* [GOAL OF THE EXERCISE] How many lines in the records below hold the word "fixture"? Answer with the number alone.

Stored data
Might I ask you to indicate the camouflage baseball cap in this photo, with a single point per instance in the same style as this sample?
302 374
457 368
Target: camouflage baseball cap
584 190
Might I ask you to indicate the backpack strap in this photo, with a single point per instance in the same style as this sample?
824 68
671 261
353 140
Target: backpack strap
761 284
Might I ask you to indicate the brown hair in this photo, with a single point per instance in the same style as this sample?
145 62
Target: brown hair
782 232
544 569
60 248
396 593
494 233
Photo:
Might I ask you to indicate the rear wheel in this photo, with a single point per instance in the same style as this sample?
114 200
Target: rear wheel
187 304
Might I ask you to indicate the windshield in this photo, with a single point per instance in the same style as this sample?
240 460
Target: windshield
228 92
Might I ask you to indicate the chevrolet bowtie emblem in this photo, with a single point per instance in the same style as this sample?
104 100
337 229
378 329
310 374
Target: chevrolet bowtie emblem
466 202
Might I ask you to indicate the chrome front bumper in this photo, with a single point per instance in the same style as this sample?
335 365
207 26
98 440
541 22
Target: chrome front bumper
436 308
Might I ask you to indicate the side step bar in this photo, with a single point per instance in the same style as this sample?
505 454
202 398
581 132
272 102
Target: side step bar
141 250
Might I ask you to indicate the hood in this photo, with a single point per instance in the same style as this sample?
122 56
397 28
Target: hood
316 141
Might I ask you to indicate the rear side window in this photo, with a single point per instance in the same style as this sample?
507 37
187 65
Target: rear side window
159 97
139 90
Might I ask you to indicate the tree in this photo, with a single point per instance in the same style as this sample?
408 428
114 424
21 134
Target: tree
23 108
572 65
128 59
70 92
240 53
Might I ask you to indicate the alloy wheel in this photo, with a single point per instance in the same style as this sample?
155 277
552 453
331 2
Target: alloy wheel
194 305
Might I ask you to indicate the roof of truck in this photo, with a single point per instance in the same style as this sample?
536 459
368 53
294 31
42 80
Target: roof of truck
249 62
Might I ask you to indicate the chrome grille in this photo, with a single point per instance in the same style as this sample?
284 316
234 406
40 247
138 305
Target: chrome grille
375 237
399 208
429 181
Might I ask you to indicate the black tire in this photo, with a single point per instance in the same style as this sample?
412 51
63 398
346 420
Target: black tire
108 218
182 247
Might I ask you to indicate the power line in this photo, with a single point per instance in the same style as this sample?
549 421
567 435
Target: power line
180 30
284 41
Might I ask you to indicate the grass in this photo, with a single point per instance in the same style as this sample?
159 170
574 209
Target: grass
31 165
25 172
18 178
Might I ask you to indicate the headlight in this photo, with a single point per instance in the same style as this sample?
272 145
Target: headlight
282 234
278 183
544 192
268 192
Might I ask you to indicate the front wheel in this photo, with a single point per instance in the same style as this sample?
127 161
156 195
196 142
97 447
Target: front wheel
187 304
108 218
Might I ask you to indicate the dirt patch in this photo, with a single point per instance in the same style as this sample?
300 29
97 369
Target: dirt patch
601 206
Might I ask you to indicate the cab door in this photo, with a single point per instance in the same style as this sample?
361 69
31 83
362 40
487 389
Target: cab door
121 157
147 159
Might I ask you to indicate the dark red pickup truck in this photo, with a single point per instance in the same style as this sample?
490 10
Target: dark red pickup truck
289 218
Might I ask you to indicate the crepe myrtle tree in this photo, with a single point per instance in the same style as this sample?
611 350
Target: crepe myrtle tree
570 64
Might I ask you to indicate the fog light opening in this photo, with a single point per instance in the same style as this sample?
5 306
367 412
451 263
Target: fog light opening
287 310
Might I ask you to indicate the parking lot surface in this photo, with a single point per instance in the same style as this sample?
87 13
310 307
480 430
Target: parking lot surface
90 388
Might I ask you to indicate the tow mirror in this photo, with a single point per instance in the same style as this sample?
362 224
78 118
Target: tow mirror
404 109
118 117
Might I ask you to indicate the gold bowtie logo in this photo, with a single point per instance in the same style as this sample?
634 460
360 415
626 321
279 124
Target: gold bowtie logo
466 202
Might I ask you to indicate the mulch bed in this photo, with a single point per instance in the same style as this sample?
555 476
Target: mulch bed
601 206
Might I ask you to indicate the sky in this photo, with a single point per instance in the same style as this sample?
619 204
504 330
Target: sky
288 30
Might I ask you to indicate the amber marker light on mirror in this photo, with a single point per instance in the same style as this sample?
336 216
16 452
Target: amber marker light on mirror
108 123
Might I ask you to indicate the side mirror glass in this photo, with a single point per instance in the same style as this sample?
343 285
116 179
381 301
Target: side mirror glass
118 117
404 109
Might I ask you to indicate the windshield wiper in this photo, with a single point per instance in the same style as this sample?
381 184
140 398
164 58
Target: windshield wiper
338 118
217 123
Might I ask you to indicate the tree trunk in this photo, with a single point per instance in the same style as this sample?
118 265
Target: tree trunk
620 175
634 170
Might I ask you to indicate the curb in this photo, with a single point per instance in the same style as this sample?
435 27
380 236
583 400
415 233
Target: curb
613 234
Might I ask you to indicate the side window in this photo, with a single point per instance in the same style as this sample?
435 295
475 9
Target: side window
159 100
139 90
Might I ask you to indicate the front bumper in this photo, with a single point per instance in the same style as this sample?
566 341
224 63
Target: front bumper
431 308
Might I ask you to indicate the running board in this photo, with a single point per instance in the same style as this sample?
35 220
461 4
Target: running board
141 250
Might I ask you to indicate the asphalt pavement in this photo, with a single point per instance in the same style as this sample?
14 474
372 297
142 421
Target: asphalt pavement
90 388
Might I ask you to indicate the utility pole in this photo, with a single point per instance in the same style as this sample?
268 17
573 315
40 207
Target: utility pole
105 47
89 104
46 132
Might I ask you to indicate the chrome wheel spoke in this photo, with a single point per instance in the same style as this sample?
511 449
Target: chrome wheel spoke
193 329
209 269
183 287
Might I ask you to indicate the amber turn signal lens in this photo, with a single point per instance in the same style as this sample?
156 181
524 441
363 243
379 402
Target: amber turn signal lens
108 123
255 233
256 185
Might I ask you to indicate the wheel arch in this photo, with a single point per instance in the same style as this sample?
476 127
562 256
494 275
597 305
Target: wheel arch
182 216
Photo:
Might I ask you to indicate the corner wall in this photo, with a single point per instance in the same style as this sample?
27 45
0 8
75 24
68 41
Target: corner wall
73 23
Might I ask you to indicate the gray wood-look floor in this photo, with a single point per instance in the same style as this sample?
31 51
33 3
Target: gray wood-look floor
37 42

--

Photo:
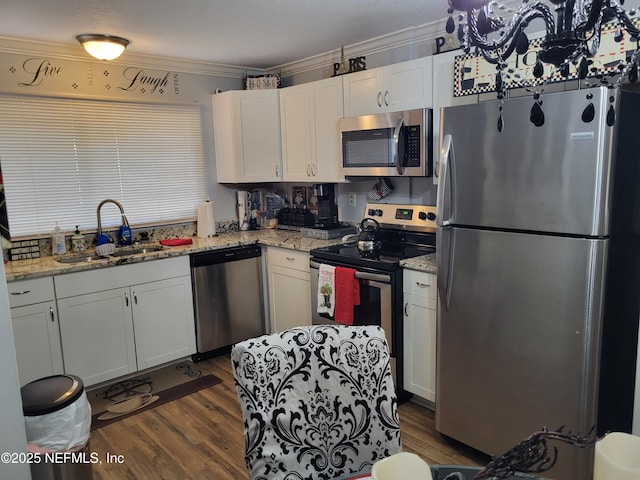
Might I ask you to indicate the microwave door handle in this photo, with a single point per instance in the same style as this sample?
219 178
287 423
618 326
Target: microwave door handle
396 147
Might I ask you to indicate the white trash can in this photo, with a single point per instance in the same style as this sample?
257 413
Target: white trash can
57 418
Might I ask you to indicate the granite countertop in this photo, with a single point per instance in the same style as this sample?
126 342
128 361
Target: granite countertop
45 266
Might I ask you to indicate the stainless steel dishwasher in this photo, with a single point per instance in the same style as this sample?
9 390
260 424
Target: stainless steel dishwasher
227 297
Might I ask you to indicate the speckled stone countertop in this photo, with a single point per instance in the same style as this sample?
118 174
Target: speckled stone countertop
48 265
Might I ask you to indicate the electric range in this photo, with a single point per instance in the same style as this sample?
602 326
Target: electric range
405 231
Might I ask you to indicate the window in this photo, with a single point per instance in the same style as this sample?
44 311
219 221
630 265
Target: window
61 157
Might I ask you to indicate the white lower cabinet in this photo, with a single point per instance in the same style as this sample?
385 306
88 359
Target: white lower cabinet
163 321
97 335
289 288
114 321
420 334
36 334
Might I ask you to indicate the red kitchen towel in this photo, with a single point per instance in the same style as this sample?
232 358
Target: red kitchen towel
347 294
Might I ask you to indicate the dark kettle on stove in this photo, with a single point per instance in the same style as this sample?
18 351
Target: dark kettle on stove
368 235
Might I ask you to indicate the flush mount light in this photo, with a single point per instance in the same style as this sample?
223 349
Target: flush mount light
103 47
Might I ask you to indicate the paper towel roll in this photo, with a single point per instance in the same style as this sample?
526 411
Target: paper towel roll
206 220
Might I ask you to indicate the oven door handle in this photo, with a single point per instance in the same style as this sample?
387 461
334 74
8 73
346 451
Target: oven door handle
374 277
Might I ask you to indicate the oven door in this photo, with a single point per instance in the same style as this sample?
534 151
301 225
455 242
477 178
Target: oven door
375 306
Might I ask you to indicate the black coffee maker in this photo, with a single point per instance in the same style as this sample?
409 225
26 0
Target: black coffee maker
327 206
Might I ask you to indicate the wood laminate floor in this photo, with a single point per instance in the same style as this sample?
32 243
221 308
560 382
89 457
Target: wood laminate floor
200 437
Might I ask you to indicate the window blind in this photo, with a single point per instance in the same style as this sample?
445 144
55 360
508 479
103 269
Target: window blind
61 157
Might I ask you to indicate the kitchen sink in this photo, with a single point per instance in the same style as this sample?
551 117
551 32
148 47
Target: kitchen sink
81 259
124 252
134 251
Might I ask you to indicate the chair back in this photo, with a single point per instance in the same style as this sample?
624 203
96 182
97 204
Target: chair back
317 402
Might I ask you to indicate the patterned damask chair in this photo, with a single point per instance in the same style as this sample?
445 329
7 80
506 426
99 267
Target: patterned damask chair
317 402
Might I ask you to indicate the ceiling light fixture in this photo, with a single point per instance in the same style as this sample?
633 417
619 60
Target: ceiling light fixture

* [RESULT FOR THIS TASK] 2